• [What is expected]:
All entries must be extracted exactly, with nothing added or dropped.

Source records:
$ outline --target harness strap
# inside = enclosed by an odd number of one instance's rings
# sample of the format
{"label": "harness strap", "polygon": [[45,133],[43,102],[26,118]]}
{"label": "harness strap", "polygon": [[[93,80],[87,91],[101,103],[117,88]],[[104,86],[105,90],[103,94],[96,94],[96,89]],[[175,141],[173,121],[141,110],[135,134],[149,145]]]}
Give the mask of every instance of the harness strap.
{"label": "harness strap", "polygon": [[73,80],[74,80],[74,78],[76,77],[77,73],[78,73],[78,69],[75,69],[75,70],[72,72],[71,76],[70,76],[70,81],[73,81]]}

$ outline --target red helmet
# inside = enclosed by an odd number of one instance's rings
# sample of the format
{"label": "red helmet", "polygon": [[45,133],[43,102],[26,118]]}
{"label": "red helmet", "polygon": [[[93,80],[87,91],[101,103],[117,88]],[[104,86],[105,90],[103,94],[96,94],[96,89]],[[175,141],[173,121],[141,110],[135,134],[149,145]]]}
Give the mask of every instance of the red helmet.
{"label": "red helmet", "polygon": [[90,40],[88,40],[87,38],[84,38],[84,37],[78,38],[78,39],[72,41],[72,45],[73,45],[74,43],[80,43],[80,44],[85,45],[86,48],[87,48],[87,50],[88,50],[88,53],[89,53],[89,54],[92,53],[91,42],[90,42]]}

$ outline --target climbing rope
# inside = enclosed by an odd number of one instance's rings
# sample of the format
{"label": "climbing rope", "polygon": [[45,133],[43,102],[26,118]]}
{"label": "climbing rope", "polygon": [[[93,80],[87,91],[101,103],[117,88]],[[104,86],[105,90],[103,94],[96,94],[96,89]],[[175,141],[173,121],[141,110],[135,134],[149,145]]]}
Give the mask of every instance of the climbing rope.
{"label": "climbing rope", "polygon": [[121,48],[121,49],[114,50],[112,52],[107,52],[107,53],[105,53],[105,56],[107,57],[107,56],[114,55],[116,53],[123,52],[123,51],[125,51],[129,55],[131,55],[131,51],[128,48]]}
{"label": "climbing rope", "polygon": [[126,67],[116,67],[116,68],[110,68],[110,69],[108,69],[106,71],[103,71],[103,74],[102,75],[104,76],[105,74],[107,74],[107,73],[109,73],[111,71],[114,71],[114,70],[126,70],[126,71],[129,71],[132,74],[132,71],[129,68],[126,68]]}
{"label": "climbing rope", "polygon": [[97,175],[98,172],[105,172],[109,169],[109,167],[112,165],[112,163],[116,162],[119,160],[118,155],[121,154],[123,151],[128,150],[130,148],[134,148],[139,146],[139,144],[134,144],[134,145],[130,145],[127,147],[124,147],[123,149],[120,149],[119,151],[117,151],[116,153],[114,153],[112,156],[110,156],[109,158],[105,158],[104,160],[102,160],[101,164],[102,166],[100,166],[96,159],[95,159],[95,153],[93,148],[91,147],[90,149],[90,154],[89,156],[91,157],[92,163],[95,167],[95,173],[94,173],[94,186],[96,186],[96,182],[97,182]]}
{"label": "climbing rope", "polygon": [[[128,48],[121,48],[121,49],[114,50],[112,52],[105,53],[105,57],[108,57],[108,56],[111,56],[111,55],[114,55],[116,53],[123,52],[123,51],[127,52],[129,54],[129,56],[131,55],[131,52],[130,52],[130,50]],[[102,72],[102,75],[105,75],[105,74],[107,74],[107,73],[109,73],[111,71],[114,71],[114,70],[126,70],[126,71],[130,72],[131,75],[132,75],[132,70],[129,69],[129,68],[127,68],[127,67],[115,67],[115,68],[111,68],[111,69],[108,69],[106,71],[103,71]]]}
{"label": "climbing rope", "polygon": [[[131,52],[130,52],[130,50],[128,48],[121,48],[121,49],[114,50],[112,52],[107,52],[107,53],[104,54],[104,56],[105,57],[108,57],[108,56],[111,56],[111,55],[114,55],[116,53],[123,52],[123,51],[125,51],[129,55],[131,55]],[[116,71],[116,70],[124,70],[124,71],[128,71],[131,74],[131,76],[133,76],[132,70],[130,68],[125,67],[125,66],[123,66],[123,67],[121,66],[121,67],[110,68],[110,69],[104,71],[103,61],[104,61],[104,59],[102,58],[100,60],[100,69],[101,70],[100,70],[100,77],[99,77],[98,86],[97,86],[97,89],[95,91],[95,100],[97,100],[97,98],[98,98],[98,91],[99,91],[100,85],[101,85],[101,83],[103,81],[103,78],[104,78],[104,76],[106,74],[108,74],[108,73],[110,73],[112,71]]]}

• [Answer to this exercise]:
$ outline --target harness strap
# inside = enclosed by an odd number of one instance's rings
# sample of the format
{"label": "harness strap", "polygon": [[45,133],[43,102],[26,118]]}
{"label": "harness strap", "polygon": [[[93,80],[87,91],[101,103],[117,88]],[[104,86],[105,90],[103,94],[96,94],[96,89]],[[175,141],[173,121],[141,110],[135,134],[149,145]]]}
Give the mask of every instance of the harness strap.
{"label": "harness strap", "polygon": [[73,80],[74,80],[74,78],[76,77],[77,73],[78,73],[78,69],[75,69],[75,70],[72,72],[71,76],[70,76],[70,81],[73,81]]}

$ outline --target red helmet
# inside = enclosed by an odd number of one instance's rings
# sample of the format
{"label": "red helmet", "polygon": [[45,133],[43,102],[26,118]]}
{"label": "red helmet", "polygon": [[[93,80],[87,91],[101,103],[117,88]],[[104,86],[105,90],[103,94],[96,94],[96,89]],[[175,141],[173,121],[141,110],[135,134],[149,145]]]}
Give the mask of every instance of the red helmet.
{"label": "red helmet", "polygon": [[90,40],[88,40],[87,38],[84,38],[84,37],[78,38],[78,39],[72,41],[72,45],[73,45],[74,43],[80,43],[80,44],[85,45],[86,48],[87,48],[87,50],[88,50],[88,53],[89,53],[89,54],[92,53],[91,42],[90,42]]}

$ outline --target climbing rope
# inside = enclosed by an odd number of one instance's rings
# sample of the format
{"label": "climbing rope", "polygon": [[45,133],[43,102],[26,118]]}
{"label": "climbing rope", "polygon": [[[93,80],[87,91],[101,103],[117,88]],[[104,86],[105,90],[103,94],[96,94],[96,89]],[[175,141],[173,121],[141,110],[135,134],[149,145]]]}
Give the mask of every instance of the climbing rope.
{"label": "climbing rope", "polygon": [[121,48],[121,49],[114,50],[112,52],[107,52],[107,53],[105,53],[105,56],[107,57],[107,56],[114,55],[116,53],[123,52],[123,51],[125,51],[129,55],[131,55],[131,51],[128,48]]}
{"label": "climbing rope", "polygon": [[126,67],[116,67],[116,68],[110,68],[110,69],[108,69],[106,71],[103,71],[103,74],[102,75],[104,76],[105,74],[107,74],[107,73],[109,73],[111,71],[114,71],[114,70],[126,70],[126,71],[129,71],[132,74],[132,71],[129,68],[126,68]]}
{"label": "climbing rope", "polygon": [[97,175],[98,172],[105,172],[109,169],[109,167],[112,165],[112,163],[116,162],[119,160],[118,155],[121,154],[123,151],[128,150],[130,148],[134,148],[139,146],[139,144],[134,144],[134,145],[130,145],[127,147],[124,147],[123,149],[120,149],[119,151],[117,151],[116,153],[114,153],[112,156],[110,156],[109,158],[105,158],[104,160],[102,160],[101,164],[102,166],[100,166],[96,159],[95,159],[95,153],[93,148],[91,147],[90,149],[90,154],[89,156],[91,157],[92,163],[95,167],[95,173],[94,173],[94,186],[96,186],[96,182],[97,182]]}
{"label": "climbing rope", "polygon": [[[128,48],[121,48],[121,49],[114,50],[112,52],[105,53],[105,57],[108,57],[108,56],[111,56],[111,55],[114,55],[116,53],[123,52],[123,51],[127,52],[129,54],[129,56],[131,55],[131,52],[130,52],[130,50]],[[102,72],[102,75],[105,75],[105,74],[107,74],[107,73],[109,73],[111,71],[114,71],[114,70],[126,70],[126,71],[130,72],[131,75],[132,75],[132,70],[129,69],[129,68],[127,68],[127,67],[115,67],[115,68],[111,68],[111,69],[108,69],[106,71],[103,71]]]}
{"label": "climbing rope", "polygon": [[[131,52],[130,52],[130,50],[128,48],[121,48],[121,49],[114,50],[112,52],[107,52],[107,53],[104,54],[104,56],[105,57],[108,57],[108,56],[111,56],[111,55],[114,55],[116,53],[123,52],[123,51],[125,51],[129,55],[131,55]],[[116,71],[116,70],[124,70],[124,71],[128,71],[131,74],[131,76],[133,76],[132,70],[130,68],[125,67],[125,66],[123,66],[123,67],[121,66],[121,67],[110,68],[110,69],[104,71],[103,61],[104,61],[104,59],[102,58],[100,60],[100,69],[101,70],[100,70],[100,77],[99,77],[98,86],[97,86],[97,89],[95,91],[95,100],[97,100],[97,98],[98,98],[98,91],[99,91],[100,85],[101,85],[101,83],[103,81],[103,78],[104,78],[104,76],[106,74],[108,74],[108,73],[110,73],[112,71]]]}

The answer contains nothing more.